§ PROBLEM STATEMENT:
Search the listing for the string "tree". Copy every line that has it.
RECORDS SHOWN below:
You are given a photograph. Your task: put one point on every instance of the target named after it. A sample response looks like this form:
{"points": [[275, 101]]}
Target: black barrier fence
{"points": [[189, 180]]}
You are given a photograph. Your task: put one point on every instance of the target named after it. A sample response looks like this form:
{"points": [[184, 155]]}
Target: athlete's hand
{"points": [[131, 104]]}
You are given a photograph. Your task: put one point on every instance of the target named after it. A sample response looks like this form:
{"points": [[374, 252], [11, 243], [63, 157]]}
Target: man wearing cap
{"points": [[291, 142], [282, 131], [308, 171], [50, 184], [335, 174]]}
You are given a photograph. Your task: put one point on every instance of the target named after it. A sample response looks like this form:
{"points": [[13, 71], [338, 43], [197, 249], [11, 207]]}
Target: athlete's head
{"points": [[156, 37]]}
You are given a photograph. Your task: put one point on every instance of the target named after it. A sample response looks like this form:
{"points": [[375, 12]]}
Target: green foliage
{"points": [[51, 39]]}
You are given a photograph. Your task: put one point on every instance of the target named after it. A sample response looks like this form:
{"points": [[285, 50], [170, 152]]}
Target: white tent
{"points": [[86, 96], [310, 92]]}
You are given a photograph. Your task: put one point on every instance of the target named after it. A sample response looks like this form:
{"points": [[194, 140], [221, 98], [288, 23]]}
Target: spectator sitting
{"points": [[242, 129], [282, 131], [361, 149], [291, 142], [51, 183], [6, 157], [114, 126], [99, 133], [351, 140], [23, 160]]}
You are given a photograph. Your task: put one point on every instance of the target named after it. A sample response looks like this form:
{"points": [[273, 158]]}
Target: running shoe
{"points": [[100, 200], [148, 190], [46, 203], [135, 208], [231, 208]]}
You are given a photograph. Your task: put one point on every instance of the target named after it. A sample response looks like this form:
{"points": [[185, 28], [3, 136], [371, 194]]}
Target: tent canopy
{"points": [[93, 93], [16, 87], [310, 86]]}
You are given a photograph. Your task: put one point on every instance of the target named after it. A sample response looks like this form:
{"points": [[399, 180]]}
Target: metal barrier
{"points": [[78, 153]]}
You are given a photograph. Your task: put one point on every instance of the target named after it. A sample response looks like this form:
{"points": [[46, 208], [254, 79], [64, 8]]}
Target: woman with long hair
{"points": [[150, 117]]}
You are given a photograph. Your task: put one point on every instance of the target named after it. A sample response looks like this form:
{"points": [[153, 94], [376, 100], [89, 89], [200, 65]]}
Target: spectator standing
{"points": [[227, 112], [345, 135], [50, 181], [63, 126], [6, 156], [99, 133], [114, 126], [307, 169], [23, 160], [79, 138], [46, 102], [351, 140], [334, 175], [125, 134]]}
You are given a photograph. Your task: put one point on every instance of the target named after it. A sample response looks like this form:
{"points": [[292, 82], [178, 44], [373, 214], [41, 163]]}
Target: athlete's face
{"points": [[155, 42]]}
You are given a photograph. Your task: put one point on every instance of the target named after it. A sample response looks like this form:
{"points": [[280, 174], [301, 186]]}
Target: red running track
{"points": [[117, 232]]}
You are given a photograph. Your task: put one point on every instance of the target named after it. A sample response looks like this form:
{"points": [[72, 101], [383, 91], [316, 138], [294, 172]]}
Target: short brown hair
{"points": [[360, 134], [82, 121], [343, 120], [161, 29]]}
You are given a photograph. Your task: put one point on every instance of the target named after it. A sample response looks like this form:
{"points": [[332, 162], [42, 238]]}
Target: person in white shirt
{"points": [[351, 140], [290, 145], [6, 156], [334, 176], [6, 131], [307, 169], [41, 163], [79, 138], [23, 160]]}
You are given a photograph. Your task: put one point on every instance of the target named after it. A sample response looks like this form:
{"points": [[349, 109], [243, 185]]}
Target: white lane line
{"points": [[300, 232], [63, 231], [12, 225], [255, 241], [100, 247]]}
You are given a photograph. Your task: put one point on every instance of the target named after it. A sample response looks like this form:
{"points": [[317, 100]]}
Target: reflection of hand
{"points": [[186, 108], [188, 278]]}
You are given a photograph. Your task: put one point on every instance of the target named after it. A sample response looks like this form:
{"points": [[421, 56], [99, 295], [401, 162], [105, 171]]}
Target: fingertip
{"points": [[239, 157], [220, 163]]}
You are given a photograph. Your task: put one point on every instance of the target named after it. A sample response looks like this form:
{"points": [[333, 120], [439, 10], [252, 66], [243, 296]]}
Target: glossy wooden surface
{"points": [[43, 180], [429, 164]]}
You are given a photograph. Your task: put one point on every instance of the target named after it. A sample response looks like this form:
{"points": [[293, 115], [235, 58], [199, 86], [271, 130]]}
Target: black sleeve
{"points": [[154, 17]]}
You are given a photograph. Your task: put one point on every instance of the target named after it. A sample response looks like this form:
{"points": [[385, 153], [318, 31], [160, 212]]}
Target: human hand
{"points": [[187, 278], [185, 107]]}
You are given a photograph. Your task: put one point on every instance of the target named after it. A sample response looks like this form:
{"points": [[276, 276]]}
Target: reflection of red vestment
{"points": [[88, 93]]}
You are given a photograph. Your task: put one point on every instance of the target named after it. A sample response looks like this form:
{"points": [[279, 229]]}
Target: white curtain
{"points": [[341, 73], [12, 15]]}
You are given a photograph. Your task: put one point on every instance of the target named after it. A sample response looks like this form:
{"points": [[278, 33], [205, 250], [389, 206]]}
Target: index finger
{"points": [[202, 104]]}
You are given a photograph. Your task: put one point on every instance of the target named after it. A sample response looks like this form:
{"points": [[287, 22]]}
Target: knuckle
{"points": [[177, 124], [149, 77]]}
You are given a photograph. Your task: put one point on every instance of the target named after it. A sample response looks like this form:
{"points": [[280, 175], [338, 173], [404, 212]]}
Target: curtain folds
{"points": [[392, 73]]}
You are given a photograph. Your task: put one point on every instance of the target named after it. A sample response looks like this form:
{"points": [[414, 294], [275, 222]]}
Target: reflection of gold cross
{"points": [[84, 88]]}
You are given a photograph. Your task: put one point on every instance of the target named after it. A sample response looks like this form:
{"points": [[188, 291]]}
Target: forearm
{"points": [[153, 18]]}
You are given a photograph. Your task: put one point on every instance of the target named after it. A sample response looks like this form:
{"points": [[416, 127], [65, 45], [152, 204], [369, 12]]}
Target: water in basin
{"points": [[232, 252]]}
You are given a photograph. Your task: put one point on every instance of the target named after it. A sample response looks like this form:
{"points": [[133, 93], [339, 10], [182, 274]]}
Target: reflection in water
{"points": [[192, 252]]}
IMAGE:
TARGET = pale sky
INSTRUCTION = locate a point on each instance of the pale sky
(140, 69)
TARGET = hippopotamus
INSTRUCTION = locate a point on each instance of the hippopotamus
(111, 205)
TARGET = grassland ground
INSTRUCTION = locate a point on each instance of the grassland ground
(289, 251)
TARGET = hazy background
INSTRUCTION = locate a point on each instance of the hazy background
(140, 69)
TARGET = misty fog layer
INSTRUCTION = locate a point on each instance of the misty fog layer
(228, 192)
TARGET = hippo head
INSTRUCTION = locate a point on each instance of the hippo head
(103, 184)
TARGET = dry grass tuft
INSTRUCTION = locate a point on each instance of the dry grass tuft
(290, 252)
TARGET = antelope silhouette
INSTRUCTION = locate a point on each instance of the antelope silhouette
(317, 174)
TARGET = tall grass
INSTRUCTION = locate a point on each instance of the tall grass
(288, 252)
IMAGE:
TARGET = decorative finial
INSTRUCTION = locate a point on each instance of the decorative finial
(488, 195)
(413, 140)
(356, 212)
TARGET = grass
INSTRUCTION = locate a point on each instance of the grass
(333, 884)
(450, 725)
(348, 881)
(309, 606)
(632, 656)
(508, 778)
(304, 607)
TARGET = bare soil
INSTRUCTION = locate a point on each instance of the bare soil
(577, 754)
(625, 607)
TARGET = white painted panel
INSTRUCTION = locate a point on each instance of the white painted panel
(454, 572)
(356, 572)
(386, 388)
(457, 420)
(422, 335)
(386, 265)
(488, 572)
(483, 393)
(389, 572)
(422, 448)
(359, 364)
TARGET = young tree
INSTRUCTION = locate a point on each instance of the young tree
End of RECORDS SHOWN.
§ EXERCISE SOLUTION:
TARGET = young tree
INSTRUCTION = locate a point on each instance of the young tree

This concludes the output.